(Natural-language object grounding data)
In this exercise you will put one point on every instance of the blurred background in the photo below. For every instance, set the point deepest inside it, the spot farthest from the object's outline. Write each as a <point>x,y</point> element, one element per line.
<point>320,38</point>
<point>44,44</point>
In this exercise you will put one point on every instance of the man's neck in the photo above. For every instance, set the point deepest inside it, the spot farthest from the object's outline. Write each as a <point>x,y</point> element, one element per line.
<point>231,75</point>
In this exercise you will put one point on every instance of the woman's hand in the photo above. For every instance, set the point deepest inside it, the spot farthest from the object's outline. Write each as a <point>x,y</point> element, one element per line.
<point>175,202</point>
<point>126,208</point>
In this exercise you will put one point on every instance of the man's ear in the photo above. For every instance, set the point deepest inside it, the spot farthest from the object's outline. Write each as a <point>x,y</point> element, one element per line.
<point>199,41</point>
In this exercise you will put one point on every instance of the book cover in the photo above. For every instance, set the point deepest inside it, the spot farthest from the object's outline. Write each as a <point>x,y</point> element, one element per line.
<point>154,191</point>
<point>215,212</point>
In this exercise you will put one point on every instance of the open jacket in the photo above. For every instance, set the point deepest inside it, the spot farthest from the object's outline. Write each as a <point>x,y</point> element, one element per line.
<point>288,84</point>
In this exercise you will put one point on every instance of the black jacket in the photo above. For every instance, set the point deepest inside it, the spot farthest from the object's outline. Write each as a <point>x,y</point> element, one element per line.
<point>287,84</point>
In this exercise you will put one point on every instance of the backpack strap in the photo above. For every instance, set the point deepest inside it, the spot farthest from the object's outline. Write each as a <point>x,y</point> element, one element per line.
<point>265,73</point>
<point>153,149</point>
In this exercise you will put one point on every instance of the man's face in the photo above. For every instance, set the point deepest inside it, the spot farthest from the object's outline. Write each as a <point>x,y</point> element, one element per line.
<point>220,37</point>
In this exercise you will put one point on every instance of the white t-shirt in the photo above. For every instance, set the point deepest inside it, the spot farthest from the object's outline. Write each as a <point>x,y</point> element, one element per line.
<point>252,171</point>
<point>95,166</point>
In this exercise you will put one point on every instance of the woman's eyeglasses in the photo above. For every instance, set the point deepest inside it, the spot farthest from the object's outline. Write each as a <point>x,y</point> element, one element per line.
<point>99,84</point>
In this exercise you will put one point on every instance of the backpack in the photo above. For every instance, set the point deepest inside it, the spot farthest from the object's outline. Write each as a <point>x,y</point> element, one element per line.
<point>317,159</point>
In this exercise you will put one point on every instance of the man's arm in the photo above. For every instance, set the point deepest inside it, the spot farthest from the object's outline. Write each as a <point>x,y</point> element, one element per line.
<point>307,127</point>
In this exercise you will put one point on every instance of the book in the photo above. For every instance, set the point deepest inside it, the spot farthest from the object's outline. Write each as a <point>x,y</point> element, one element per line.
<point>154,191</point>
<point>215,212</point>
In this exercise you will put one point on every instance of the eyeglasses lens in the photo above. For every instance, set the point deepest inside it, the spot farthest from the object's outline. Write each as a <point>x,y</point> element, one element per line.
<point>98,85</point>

> **Exercise**
When you reach the end of the data, write every line out again verbatim.

> **Final answer**
In this exercise you will put one point on every instance of the blurred background in the photo below. For every instance, set the point deepest inside it, the spot farthest from the object's outline. Write each as a <point>x,y</point> element, one element per line.
<point>320,38</point>
<point>44,44</point>
In this exercise you will put one point on every instance of the man's neck in the photo above. For every instance, set the point deepest inside it, the spot farthest from the object's outline. Write each as a <point>x,y</point> element, one element per line.
<point>231,75</point>
In this exercise you will put one point on every instance of the woman's hand in the photo above. For every instance, set the point deepest inside it, the spot farthest from the object's outline. Write each as a <point>x,y</point> element, one element per line.
<point>175,202</point>
<point>126,208</point>
In this exercise you will put one point on every instance of the man's ear in the photo above. For every instance, set the point deepest inside it, the spot farthest from the object's outline. Write each as a <point>x,y</point> element, one element per line.
<point>199,41</point>
In this exercise you will put one point on every instance of the book cover in the photo above. For every instance, set the point deepest inside it, the spot farthest from the object's outline. Write each as a <point>x,y</point> element, one element per line.
<point>154,191</point>
<point>215,212</point>
In this exercise you will put one point on every instance of the open jacket in the photo above. For every instance, set the point deepest inside it, the spot farthest from the object's outline. Write each as a <point>x,y</point> element, one element per line.
<point>288,84</point>
In this exercise you will put one point on every instance of the black jacket in the photo above. For every instance, set the point deepest inside it, the spot farthest from the object's outline. Write each as a <point>x,y</point> element, one element per line.
<point>287,84</point>
In this exercise you will put one point on every instance of the backpack strap in the photo above. For every instance, set the point deepest inside it, the spot farthest from the object's outline. Write each as a <point>x,y</point> element, one element per line.
<point>265,73</point>
<point>153,149</point>
In this exercise you will put one point on every instance of the man's face in the photo above. For every instance, set the point deepest inside it, the spot farthest from the object's outline. Write each as a <point>x,y</point> element, one element per line.
<point>220,37</point>
In this exercise you will put one point on every instance of the white t-shirt in the photo above. For every instance, set the point deepest inside it, the spot farthest from the object's outline. Write each as a <point>x,y</point> element, one element per line.
<point>252,171</point>
<point>95,166</point>
In this exercise you will put one point on every instance of the woman's eyeglasses in the photo above. For every instance, set the point deepest inside it, the spot farthest from the object's outline. Write each as a <point>x,y</point> element, one element per line.
<point>99,84</point>
In this exercise you will put one point on every instance of the backpack in the photo above. For every instance, set the point deepest inside it, the spot farthest from the object's outline. Write each as a <point>x,y</point> element, one element per line.
<point>317,159</point>
In this exercise you will put one point on every instance of the man's arm in the photo above. For every instance, set the point deepest inside it, the spot farthest from the object's outline. Write each as a <point>x,y</point> element, one element per line.
<point>307,127</point>
In this exercise you will put one point on every instance of the book in the photo above. For every instance, set the point deepest inside it, the spot farthest from the object's outline. Write each as a <point>x,y</point> element, one element per line.
<point>154,191</point>
<point>215,212</point>
In this exercise you will put one point on every instance of the eyeglasses lens in the photo above. For every instance, set the point deepest inside it, the spot farthest from the object's outline. Write each as a <point>x,y</point> element, one element per line.
<point>98,85</point>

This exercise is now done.